The task
Give the records again in full, exactly as they are.

[Natural-language object grounding data]
'''

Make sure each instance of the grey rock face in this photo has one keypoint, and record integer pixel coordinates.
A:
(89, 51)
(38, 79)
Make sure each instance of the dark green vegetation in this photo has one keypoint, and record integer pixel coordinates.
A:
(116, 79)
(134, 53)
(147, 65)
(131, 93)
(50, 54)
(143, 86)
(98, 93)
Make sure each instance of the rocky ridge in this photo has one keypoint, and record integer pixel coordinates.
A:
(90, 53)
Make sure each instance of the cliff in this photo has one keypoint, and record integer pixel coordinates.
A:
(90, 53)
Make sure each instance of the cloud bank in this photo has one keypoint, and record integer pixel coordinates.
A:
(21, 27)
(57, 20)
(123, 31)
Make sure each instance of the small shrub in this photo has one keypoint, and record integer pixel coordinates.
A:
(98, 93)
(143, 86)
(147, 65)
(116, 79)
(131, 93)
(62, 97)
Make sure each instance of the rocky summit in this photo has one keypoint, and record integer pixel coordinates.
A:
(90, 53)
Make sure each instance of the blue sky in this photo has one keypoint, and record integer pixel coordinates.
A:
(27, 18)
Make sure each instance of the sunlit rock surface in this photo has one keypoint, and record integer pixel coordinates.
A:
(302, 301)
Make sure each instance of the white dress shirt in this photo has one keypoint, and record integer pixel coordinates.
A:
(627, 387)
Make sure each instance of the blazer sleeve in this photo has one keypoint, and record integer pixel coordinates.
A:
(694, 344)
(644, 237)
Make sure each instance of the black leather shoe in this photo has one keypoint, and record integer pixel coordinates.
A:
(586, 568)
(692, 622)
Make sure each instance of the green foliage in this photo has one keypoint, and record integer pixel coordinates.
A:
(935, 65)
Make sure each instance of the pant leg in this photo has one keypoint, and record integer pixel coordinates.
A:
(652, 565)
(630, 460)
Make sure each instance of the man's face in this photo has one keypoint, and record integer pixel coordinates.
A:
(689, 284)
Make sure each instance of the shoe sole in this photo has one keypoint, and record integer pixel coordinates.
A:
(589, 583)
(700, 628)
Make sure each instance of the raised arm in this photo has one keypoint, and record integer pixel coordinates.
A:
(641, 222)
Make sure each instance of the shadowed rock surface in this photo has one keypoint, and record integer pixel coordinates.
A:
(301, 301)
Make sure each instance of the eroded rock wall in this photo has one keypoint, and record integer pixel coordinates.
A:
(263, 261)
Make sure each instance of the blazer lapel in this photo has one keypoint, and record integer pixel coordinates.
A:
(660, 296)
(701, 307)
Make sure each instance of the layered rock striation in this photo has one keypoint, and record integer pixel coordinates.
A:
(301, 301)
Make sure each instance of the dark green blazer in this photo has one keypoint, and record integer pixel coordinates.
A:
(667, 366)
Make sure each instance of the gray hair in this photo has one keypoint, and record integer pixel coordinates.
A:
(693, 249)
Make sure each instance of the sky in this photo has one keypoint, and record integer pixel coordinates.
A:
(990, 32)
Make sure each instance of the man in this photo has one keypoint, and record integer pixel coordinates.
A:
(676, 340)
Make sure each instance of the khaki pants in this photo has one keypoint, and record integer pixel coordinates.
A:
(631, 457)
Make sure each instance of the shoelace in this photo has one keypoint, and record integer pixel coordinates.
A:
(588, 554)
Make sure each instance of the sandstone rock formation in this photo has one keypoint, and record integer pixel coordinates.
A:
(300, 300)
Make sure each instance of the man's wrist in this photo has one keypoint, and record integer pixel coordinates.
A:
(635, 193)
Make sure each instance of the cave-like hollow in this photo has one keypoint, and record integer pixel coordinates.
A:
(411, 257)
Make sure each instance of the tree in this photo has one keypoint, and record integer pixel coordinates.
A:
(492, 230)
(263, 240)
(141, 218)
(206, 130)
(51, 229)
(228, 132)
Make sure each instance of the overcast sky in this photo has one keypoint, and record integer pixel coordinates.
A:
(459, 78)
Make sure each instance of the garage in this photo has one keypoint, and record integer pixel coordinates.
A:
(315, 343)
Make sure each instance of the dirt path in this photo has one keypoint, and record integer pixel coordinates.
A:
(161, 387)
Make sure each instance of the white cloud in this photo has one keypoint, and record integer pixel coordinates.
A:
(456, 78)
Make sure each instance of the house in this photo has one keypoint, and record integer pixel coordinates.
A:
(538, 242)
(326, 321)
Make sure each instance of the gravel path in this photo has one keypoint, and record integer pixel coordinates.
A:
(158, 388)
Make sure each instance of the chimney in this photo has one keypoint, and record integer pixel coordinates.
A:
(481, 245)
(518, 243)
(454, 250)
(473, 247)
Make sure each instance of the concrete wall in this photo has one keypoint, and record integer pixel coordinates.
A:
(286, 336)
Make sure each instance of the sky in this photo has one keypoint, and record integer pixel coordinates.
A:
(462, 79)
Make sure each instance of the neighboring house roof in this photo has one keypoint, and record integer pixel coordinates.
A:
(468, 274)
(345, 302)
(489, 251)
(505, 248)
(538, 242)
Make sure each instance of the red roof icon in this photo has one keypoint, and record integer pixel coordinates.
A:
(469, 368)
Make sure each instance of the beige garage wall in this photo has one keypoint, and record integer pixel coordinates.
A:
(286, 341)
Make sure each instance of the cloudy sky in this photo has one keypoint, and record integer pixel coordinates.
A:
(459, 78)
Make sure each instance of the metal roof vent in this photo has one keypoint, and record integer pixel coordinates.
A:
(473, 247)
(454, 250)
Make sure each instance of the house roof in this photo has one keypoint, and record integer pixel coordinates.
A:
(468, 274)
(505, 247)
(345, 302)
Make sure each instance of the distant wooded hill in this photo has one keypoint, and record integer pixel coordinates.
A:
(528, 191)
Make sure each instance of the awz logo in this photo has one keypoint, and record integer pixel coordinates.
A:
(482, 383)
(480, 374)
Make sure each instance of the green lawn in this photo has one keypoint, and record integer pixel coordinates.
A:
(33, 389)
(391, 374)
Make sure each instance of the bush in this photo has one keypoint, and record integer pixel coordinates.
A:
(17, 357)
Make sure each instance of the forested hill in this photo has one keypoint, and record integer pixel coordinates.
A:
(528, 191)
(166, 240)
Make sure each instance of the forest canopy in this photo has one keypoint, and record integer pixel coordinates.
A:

'''

Written solution
Make sure each instance of the grey rock face in this photo has one keypoint, and record integer pixel coordinates.
A:
(89, 51)
(38, 79)
Make sure each instance of the dark green vegetation in this photo has one keypoint, and record integer pixel coordinates.
A:
(116, 79)
(134, 53)
(147, 65)
(131, 93)
(50, 54)
(143, 86)
(98, 93)
Make sure each instance of the rocky ridge in this photo has one keypoint, and record integer pixel coordinates.
A:
(90, 53)
Make sure each instance of the cliff in this photo has one keypoint, and record integer pixel coordinates.
A:
(90, 53)
Make sure each instance of the cloud bank in this photo has one keypoint, and record integer pixel coordinates.
A:
(21, 27)
(57, 20)
(123, 31)
Make sure each instance of the small shrub in this photo has one keypoint, and record integer pixel coordinates.
A:
(98, 93)
(143, 86)
(147, 65)
(116, 79)
(131, 93)
(62, 97)
Make sure each instance of the rocky summit in this photo has one keypoint, and record integer pixel coordinates.
A:
(90, 53)
Make sure each instance of the blue sky in this photo has one keypoint, and record integer pixel coordinates.
A:
(27, 18)
Make sure each instance of the sunlit rock surface in this photo has one keypoint, and record integer pixel coordinates.
A:
(302, 301)
Make sure each instance of the white dress shirt in this photo has one keypoint, and record integer pixel coordinates.
A:
(627, 387)
Make sure each instance of the blazer sleeve in this photo has one keypoint, and record integer pixel coordinates.
A:
(694, 344)
(644, 237)
Make sure each instance of the black leather shoe in this photo has one keypoint, and record integer pixel coordinates.
A:
(586, 568)
(692, 622)
Make sure each instance of the green foliage in this photo has one keypoint, and record integer pixel coordinates.
A:
(935, 65)
Make sure each instance of the pant leg in this photo has one keypoint, and record integer pixel coordinates.
A:
(652, 565)
(630, 460)
Make sure each instance of the man's face in this photo has one keypoint, and record integer pixel coordinates.
A:
(689, 284)
Make sure each instance of the shoe sole in this photo has one keypoint, and record integer pixel coordinates.
A:
(589, 583)
(700, 628)
Make sure each instance of the raised arm in this photo has one keypoint, and record integer pixel coordinates.
A:
(641, 222)
Make sure each instance of the shadowed rock surface in this photo has one keypoint, and record integer pixel coordinates.
A:
(301, 301)
Make sure each instance of the eroded rock wall in this photo has one keypoint, and record integer pixel coordinates.
A:
(263, 261)
Make sure each instance of the blazer lapel in this photo has one keypoint, and record integer pixel coordinates.
A:
(660, 296)
(701, 307)
Make sure each instance of the layered rock striation in this photo has one keypoint, and record integer pixel coordinates.
A:
(301, 301)
Make sure each instance of the dark green blazer in this photo has one keypoint, and record integer pixel coordinates.
A:
(667, 366)
Make sure each instance of the gray hair in this photo has one keypoint, and record integer pixel coordinates.
A:
(693, 249)
Make sure each instance of the sky in this photo has one keypoint, and record integer pixel coordinates.
A:
(990, 32)
Make sure each instance of the man in this photo has one keypoint, and record integer pixel coordinates.
A:
(676, 340)
Make sure each instance of the khaki pants in this photo has one keypoint, and record integer pixel coordinates.
A:
(631, 457)
Make sure each instance of the shoelace in this photo has one keypoint, and record integer pixel coordinates.
A:
(588, 554)
Make sure each instance of the sandstone rock formation in this photo has one keypoint, and record integer pixel coordinates.
A:
(300, 300)
Make sure each instance of the man's wrist in this photo has one keypoint, and record integer pixel coordinates.
A:
(635, 193)
Make sure each instance of the cave-like hollow in this photo has one keypoint, and record integer pixel coordinates.
A:
(411, 257)
Make sure each instance of the tree in this photo has one keypoint, and record integer pixel coordinates.
A:
(492, 230)
(263, 240)
(141, 218)
(206, 130)
(51, 229)
(228, 132)
Make sure each instance of the overcast sky in this photo has one keypoint, and record integer pixel coordinates.
A:
(459, 78)
Make sure each instance of the garage in this photo has one keypoint, and record integer pixel coordinates.
A:
(315, 343)
Make sure each instance of the dirt path in this photo has one keypoint, and record integer pixel coordinates.
A:
(161, 387)
Make sure each instance of the white cloud in this photo has one keypoint, and record integer pixel coordinates.
A:
(456, 78)
Make sure each instance of the house in this photo has one keypoint, and record integer pixel coordinates.
A:
(538, 242)
(326, 321)
Make sure each instance of the gravel path in this photo has one keypoint, and record integer pixel coordinates.
A:
(158, 388)
Make sure each instance of the chimney in this photo has one keypoint, and record integer pixel coordinates.
A:
(481, 245)
(518, 243)
(454, 250)
(473, 247)
Make sure each instance of the concrete wall in this photo has one keypoint, and record integer pixel coordinates.
A:
(286, 336)
Make sure each instance of the sky in this photo has one keypoint, and record integer pixel coordinates.
A:
(462, 79)
Make sure each instance of the neighboring house roof in this photo has one keypoint, and record integer pixel coordinates.
A:
(468, 274)
(345, 302)
(489, 251)
(505, 248)
(538, 242)
Make sure each instance of the red roof icon in this photo has one keypoint, and record integer pixel coordinates.
A:
(469, 368)
Make sure each instance of the beige garage wall in this photo has one keypoint, and record integer pixel coordinates.
A:
(286, 341)
Make sure each instance of the cloudy sky in this photo has one keypoint, and record integer pixel coordinates.
A:
(459, 78)
Make sure each instance of the metal roof vent in this photo has one keypoint, and record integer pixel coordinates.
A:
(473, 247)
(454, 250)
Make sure each instance of the house roof in this photo has one keypoint, and record integer pixel coordinates.
A:
(468, 274)
(505, 247)
(345, 302)
Make sure each instance of the distant wooded hill in this photo has one keypoint, and record integer pixel coordinates.
A:
(528, 191)
Make sure each instance of the awz logo in this photo has one keypoint, and record integer pixel coordinates.
A:
(482, 383)
(480, 374)
Make sure each instance of the green lawn in this photo has one keypoint, and record integer pixel coordinates.
A:
(33, 389)
(391, 374)
Make sure each instance of the bush in this photo has one keypoint, and record integer pixel coordinates.
A:
(17, 357)
Make sure each instance of the forested hill in this photo has one keypoint, and record integer pixel coordinates.
A:
(528, 191)
(166, 240)
Make sure each instance of the forest canopy in this photo has one keypoint, and record integer pixel coordinates.
A:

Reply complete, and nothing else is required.